Pointing records:
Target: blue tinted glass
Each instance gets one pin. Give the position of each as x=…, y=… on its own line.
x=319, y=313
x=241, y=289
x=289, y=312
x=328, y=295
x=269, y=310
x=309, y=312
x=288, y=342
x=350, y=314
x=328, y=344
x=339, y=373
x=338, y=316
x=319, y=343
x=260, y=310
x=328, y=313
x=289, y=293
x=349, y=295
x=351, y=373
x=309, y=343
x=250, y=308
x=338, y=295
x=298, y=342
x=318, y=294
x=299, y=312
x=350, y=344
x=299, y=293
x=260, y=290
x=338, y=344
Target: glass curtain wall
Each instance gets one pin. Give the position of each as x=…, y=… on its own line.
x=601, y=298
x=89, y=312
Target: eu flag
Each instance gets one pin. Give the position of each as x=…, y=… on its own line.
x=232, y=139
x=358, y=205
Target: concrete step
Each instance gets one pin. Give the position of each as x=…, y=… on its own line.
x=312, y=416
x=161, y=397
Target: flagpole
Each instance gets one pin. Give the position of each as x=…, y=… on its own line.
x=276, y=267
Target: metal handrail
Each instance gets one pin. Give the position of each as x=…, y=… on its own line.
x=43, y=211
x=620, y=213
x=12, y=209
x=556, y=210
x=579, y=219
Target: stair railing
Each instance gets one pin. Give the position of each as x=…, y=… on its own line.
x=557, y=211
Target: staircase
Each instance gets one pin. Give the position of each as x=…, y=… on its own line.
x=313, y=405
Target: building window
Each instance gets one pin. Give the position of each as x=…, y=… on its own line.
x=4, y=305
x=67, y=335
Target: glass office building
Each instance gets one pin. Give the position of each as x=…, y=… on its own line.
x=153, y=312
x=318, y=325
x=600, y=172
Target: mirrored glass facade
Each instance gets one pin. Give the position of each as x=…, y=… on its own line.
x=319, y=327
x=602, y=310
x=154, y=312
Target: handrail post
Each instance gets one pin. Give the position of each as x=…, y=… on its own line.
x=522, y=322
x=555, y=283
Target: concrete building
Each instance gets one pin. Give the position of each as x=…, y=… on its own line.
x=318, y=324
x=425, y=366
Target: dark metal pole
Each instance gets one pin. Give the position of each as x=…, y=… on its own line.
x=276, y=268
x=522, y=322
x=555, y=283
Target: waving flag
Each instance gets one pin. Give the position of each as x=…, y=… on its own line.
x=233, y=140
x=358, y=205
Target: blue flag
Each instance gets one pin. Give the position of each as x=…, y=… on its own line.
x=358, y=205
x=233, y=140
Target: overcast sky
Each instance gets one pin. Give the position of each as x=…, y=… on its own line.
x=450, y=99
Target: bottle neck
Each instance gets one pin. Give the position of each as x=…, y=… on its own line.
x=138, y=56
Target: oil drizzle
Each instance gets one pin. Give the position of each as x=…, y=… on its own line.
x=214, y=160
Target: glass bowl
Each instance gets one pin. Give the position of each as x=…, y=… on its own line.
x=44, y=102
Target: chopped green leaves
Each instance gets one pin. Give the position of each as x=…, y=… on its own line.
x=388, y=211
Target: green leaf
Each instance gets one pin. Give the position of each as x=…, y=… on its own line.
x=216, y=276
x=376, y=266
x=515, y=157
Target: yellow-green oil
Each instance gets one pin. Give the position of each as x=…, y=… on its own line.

Problem description: Write every line of the material above again, exactly.

The output:
Target: blue tinted glass
Each instance gets one pin. Give the position of each as x=…, y=… on its own line.
x=319, y=313
x=241, y=289
x=289, y=312
x=328, y=295
x=269, y=310
x=309, y=312
x=288, y=342
x=350, y=314
x=328, y=344
x=339, y=373
x=338, y=316
x=319, y=343
x=260, y=310
x=328, y=313
x=289, y=293
x=349, y=295
x=351, y=373
x=309, y=343
x=250, y=308
x=338, y=295
x=298, y=342
x=318, y=294
x=299, y=312
x=350, y=344
x=299, y=293
x=260, y=290
x=338, y=344
Target: glass curtain wall
Each instance gets one pin. Give the position of each as x=…, y=… on its own line.
x=601, y=298
x=89, y=312
Target: eu flag
Each instance gets one pin. Give the position of each as x=…, y=… on its own line.
x=232, y=139
x=358, y=205
Target: concrete step
Each instance gets one pin. Give the position of each as x=…, y=… on its own line.
x=312, y=416
x=161, y=397
Target: flagpole
Each instance gets one pin. Give the position of each as x=…, y=… on its own line.
x=276, y=267
Target: metal handrail
Each instance gets one pin. Give the position of each as x=…, y=… on its own line.
x=43, y=211
x=620, y=213
x=12, y=209
x=556, y=210
x=579, y=219
Target: stair railing
Each instance gets one pin. Give the position of each as x=…, y=… on its own line.
x=557, y=211
Target: staircase
Each instance gets one pin. Give the position of each as x=…, y=… on its own line.
x=313, y=405
Target: building window
Each instance gets one pin. Give the position of each as x=…, y=… on its own line.
x=4, y=305
x=67, y=335
Target: glass office building
Each instance gets one pin. Give the position of each as x=…, y=… on its own line.
x=153, y=312
x=318, y=325
x=600, y=172
Target: mirrored glass facade
Each instance gets one pin. Give the position of each as x=…, y=… on its own line.
x=319, y=327
x=602, y=310
x=154, y=312
Target: handrail post
Each instance gets one pin. Give the position of each as x=…, y=… on its own line.
x=522, y=322
x=555, y=283
Target: concrete building
Each instance gets one pin. Give the position of each as x=…, y=… on its own line.
x=318, y=324
x=425, y=366
Target: dark metal pole
Each instance gets one pin. Give the position of each as x=…, y=… on its own line.
x=276, y=268
x=522, y=322
x=555, y=283
Target: waving flag
Each instance gets one pin. Give the position of each as x=…, y=… on its own line.
x=233, y=140
x=358, y=205
Target: blue flag
Each instance gets one pin. Give the position of each as x=…, y=… on its own line.
x=358, y=205
x=233, y=140
Target: overcast sky
Each instance gets one pin. Give the position of each as x=…, y=… on its own line.
x=450, y=99
Target: bottle neck
Each instance gets one pin. Give the position of each as x=…, y=… on its own line.
x=138, y=56
Target: oil drizzle
Each instance gets one pin. Give the position of each as x=…, y=… on its own line.
x=214, y=160
Target: glass bowl
Each instance gets one pin. Give the position of each as x=…, y=… on its own line.
x=44, y=102
Target: chopped green leaves
Each instance gets one pin. Give the position of each as x=…, y=… on its own line.
x=388, y=211
Target: green leaf
Each instance gets one pin. Give the position of each as x=…, y=… on its own line.
x=216, y=276
x=376, y=266
x=515, y=157
Target: yellow-green oil
Each instance gets one pin. Give the position of each as x=…, y=… on its own line.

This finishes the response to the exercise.